BEGIN INPUT RECORDS
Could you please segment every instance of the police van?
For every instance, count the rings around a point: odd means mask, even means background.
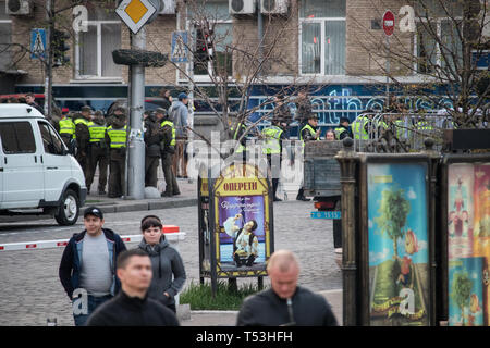
[[[0,215],[73,225],[86,196],[82,167],[48,120],[27,104],[0,104]]]

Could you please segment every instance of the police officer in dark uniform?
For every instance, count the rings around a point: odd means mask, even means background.
[[[87,187],[94,182],[94,174],[97,165],[99,165],[99,195],[106,195],[107,169],[109,165],[109,148],[106,144],[106,119],[102,112],[96,111],[94,121],[88,123],[88,132],[90,134],[90,171],[87,177]]]
[[[307,123],[299,130],[299,140],[305,141],[320,140],[320,128],[318,127],[318,115],[310,113],[307,117]],[[305,197],[303,187],[297,191],[296,200],[309,201],[309,198]]]
[[[88,130],[88,123],[90,120],[91,108],[83,107],[82,113],[75,114],[75,136],[76,136],[76,146],[78,151],[76,153],[76,160],[85,175],[85,182],[88,177],[88,172],[90,169],[90,133]],[[87,185],[87,194],[90,192],[90,187]]]
[[[157,187],[158,165],[160,164],[160,123],[156,113],[161,117],[167,110],[158,108],[155,112],[146,112],[145,117],[145,186]]]
[[[126,164],[127,126],[126,114],[114,113],[112,124],[106,130],[109,147],[109,192],[108,197],[118,198],[124,194]]]
[[[161,156],[161,166],[163,170],[163,177],[166,178],[166,190],[161,192],[161,197],[172,197],[181,194],[179,185],[175,178],[175,173],[173,172],[173,156],[175,154],[175,127],[173,122],[169,120],[167,110],[157,109],[157,119],[162,122],[160,123],[160,156]]]
[[[282,201],[278,198],[277,191],[279,186],[279,177],[281,176],[282,161],[282,141],[287,140],[285,135],[286,123],[283,119],[274,116],[272,125],[265,127],[261,132],[265,144],[262,145],[262,153],[267,154],[267,161],[272,175],[273,200]]]

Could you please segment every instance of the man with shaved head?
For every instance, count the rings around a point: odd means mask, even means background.
[[[299,263],[290,250],[278,250],[269,259],[271,288],[247,297],[237,326],[336,326],[323,296],[297,285]]]

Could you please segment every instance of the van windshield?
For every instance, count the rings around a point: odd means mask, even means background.
[[[36,141],[29,122],[0,122],[3,153],[35,153]]]

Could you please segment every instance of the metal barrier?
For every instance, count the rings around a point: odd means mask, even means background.
[[[364,113],[353,122],[354,150],[414,152],[424,149],[424,140],[428,137],[434,140],[434,149],[440,150],[443,146],[443,130],[453,128],[451,115]]]

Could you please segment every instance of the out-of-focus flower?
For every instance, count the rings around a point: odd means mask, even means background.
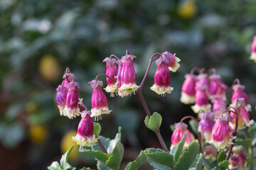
END INPUT RECORDS
▶ **TASK TO COMPLETE**: Revise the rows between the line containing "Could you please segment every instance of the van" and the line containing "[[[36,141],[29,122],[0,122],[3,153],[35,153]]]", inclusive, replacing "windshield" with "front window" and leaving everything else unchanged.

▶ **SOLUTION TO THIS PROBLEM**:
Could you please segment every instance of the van front window?
For every instance, count the rings around a point: odd means mask, even means background.
[[[36,141],[29,122],[0,122],[3,153],[35,153]]]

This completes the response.